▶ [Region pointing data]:
────────────────────

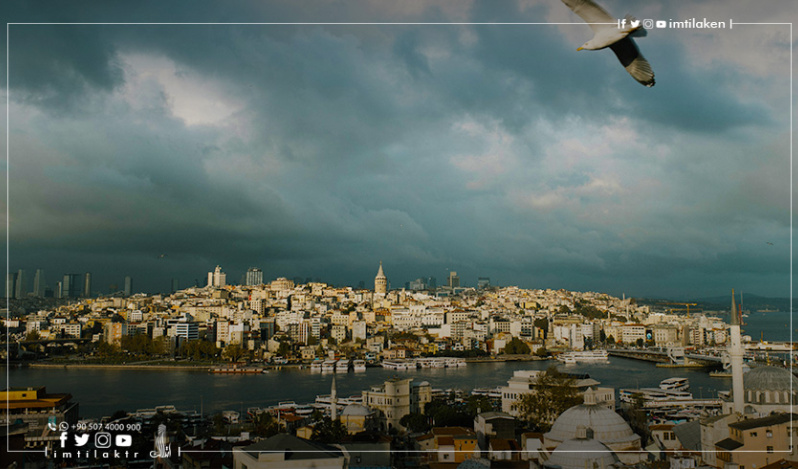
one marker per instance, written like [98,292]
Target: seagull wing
[591,13]
[633,61]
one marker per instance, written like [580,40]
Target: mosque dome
[607,426]
[581,453]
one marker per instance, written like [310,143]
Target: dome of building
[607,426]
[581,453]
[356,410]
[769,378]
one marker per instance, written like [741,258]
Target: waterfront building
[766,389]
[525,381]
[396,398]
[380,282]
[35,407]
[754,443]
[114,331]
[284,451]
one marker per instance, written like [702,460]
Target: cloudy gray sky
[319,150]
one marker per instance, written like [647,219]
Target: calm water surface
[102,392]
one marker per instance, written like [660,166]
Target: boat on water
[398,364]
[238,370]
[584,356]
[328,366]
[678,384]
[342,366]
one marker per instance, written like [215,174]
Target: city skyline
[320,150]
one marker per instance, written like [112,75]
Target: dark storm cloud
[319,150]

────────────────────

▶ [TRY IT]: Each entry should appear again exactly as written, pictures excluded.

▶ [RESULT OF THE TASK]:
one marker per instance, written like [98,292]
Target: seagull wing
[591,13]
[633,61]
one marker per instance, written like [580,40]
Target: mosque dome
[607,426]
[581,453]
one marker per instance, written like [310,143]
Target: dome of building
[607,426]
[581,453]
[356,410]
[769,378]
one marker per instance, written like [741,258]
Target: waterfront building
[766,389]
[525,381]
[396,398]
[380,282]
[35,407]
[754,443]
[114,331]
[284,451]
one marker per instance, written like [702,460]
Target: cloudy gray sky
[319,150]
one marker per instance, written like [647,219]
Target: calm water surface
[102,392]
one marker per instance, written like [660,166]
Target: boat on water
[398,364]
[238,370]
[584,356]
[328,366]
[678,384]
[342,366]
one marker per instance, written like [215,174]
Target: city skyline
[320,150]
one marker per instance, written like [112,75]
Target: dark storm cloud
[319,150]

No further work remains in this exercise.